[Collected data entries]
+++++

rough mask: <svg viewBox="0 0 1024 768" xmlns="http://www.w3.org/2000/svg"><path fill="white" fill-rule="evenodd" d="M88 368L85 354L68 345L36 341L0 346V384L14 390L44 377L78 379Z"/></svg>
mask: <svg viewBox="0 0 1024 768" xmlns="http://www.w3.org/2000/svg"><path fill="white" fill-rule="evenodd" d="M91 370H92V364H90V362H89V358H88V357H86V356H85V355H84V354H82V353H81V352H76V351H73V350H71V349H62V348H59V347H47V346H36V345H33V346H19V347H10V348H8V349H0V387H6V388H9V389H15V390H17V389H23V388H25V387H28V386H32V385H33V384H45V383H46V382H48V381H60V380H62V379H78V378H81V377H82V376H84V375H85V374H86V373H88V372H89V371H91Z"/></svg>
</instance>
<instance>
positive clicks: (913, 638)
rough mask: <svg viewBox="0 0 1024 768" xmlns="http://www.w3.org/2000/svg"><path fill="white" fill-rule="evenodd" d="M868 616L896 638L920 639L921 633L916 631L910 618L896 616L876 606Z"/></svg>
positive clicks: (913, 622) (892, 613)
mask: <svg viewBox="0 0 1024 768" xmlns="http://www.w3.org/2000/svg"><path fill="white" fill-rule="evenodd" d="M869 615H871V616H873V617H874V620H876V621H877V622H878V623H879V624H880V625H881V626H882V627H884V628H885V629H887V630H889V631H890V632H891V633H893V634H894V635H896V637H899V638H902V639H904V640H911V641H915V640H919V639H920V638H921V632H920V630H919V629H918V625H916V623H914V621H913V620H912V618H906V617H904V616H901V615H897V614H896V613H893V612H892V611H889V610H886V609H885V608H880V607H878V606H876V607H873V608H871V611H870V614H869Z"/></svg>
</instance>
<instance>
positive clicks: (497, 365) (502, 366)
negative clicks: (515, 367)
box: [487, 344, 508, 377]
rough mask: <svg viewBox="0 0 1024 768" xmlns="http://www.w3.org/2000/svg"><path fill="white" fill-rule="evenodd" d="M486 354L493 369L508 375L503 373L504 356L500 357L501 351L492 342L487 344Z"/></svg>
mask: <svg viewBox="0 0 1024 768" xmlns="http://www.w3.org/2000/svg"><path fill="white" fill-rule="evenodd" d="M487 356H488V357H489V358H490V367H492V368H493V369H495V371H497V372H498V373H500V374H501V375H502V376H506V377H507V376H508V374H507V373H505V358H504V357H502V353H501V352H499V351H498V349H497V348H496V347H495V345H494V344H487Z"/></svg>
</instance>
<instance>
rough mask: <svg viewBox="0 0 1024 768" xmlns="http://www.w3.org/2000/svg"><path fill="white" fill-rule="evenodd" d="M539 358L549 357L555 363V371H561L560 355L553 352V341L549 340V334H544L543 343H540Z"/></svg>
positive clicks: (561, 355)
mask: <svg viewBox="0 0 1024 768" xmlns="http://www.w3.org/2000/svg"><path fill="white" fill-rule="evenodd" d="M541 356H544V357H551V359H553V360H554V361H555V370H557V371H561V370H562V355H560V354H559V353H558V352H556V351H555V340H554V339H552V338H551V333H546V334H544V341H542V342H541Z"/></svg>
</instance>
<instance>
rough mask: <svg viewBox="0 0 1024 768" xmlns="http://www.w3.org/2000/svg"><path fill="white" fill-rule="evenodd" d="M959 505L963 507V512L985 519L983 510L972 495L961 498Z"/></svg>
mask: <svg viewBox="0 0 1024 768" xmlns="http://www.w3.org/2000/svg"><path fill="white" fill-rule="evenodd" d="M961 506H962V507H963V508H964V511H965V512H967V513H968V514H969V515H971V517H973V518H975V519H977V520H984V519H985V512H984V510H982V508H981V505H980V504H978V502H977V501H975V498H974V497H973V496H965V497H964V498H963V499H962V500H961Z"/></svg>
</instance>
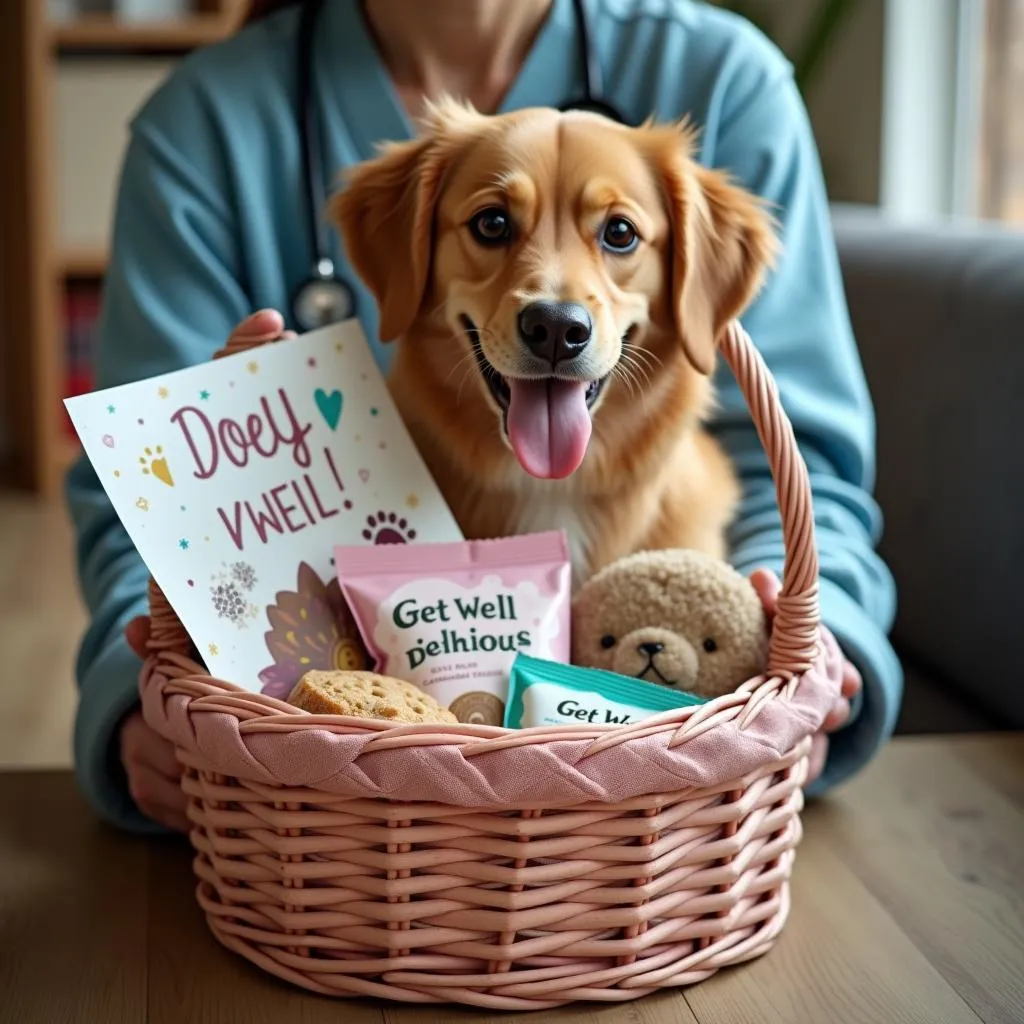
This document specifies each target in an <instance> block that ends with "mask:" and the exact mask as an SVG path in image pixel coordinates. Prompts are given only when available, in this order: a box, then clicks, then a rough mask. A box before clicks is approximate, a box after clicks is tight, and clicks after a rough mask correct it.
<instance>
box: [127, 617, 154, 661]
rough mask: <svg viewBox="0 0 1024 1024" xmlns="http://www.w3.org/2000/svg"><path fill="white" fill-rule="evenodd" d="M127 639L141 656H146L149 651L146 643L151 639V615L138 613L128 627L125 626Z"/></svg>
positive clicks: (134, 617) (135, 650)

+++++

# Work task:
Print all of the data exactly, and do not carry over any pictures.

# Task result:
rough mask: <svg viewBox="0 0 1024 768" xmlns="http://www.w3.org/2000/svg"><path fill="white" fill-rule="evenodd" d="M88 368L85 354L68 345L36 341L0 346V384L14 390L44 377L78 379Z"/></svg>
mask: <svg viewBox="0 0 1024 768" xmlns="http://www.w3.org/2000/svg"><path fill="white" fill-rule="evenodd" d="M91 370H92V364H90V362H89V358H88V357H86V356H85V355H84V354H82V353H81V352H76V351H73V350H71V349H62V348H59V347H47V346H36V345H33V346H19V347H10V348H8V349H0V387H6V388H9V389H15V390H17V389H23V388H25V387H28V386H32V385H33V384H45V383H46V382H48V381H60V380H62V379H78V378H81V377H82V376H84V375H85V374H86V373H88V372H89V371H91Z"/></svg>
</instance>
<instance>
positive clicks: (913, 638)
rough mask: <svg viewBox="0 0 1024 768" xmlns="http://www.w3.org/2000/svg"><path fill="white" fill-rule="evenodd" d="M868 616L896 638L920 639L921 633L916 631L910 618L896 616L876 606Z"/></svg>
positive clicks: (913, 622) (892, 613)
mask: <svg viewBox="0 0 1024 768" xmlns="http://www.w3.org/2000/svg"><path fill="white" fill-rule="evenodd" d="M869 615H871V616H873V617H874V620H876V621H877V622H878V623H879V624H880V625H881V626H882V627H884V628H885V629H887V630H889V631H890V632H891V633H893V634H894V635H896V637H899V638H902V639H904V640H911V641H915V640H919V639H920V638H921V632H920V630H919V629H918V625H916V623H914V621H913V620H912V618H906V617H904V616H901V615H897V614H896V613H893V612H892V611H889V610H886V609H885V608H880V607H878V606H876V607H873V608H871V611H870V614H869Z"/></svg>
</instance>
<instance>
positive clicks: (497, 365) (502, 366)
negative clicks: (515, 367)
box: [487, 344, 508, 377]
rough mask: <svg viewBox="0 0 1024 768" xmlns="http://www.w3.org/2000/svg"><path fill="white" fill-rule="evenodd" d="M486 354L493 369L508 375L503 373L504 356L500 357L501 351L492 342L487 344Z"/></svg>
mask: <svg viewBox="0 0 1024 768" xmlns="http://www.w3.org/2000/svg"><path fill="white" fill-rule="evenodd" d="M487 356H488V357H489V358H490V367H492V368H493V369H495V371H497V372H498V373H500V374H501V375H502V376H506V377H507V376H508V374H507V373H505V358H504V357H502V353H501V352H499V351H498V349H497V348H496V347H495V345H494V344H487Z"/></svg>
</instance>
<instance>
rough mask: <svg viewBox="0 0 1024 768" xmlns="http://www.w3.org/2000/svg"><path fill="white" fill-rule="evenodd" d="M539 358L549 357L555 363V371H561L560 355L553 352V341L549 340V334H544L543 343H540Z"/></svg>
positive clicks: (561, 355)
mask: <svg viewBox="0 0 1024 768" xmlns="http://www.w3.org/2000/svg"><path fill="white" fill-rule="evenodd" d="M541 356H544V357H551V359H553V360H554V361H555V370H557V371H561V370H562V355H560V354H559V353H558V352H556V351H555V340H554V339H552V338H551V333H546V334H544V341H542V342H541Z"/></svg>
</instance>
<instance>
rough mask: <svg viewBox="0 0 1024 768" xmlns="http://www.w3.org/2000/svg"><path fill="white" fill-rule="evenodd" d="M959 505L963 507V512L985 519L983 510L972 495L961 498Z"/></svg>
mask: <svg viewBox="0 0 1024 768" xmlns="http://www.w3.org/2000/svg"><path fill="white" fill-rule="evenodd" d="M961 506H962V507H963V508H964V511H965V512H967V513H968V514H969V515H971V517H973V518H975V519H977V520H984V519H985V512H984V510H982V508H981V505H980V504H978V502H977V501H975V498H974V497H973V496H965V497H964V498H963V499H962V500H961Z"/></svg>
</instance>
This document specifies each target in an <instance> block that ends with "mask:" and the exact mask as an SVG path in image pixel coordinates. Prompts are given only when available, in this order: a box, then clicks, then a rough mask. A box before clicks is approximate, a box after clicks is tight, and clicks after a rough mask correct it.
<instance>
box: [127, 617, 154, 661]
rough mask: <svg viewBox="0 0 1024 1024" xmlns="http://www.w3.org/2000/svg"><path fill="white" fill-rule="evenodd" d="M127 639L141 656H146L149 651L146 643L151 639V615L138 613L128 627L125 626Z"/></svg>
positive clicks: (134, 617) (135, 650)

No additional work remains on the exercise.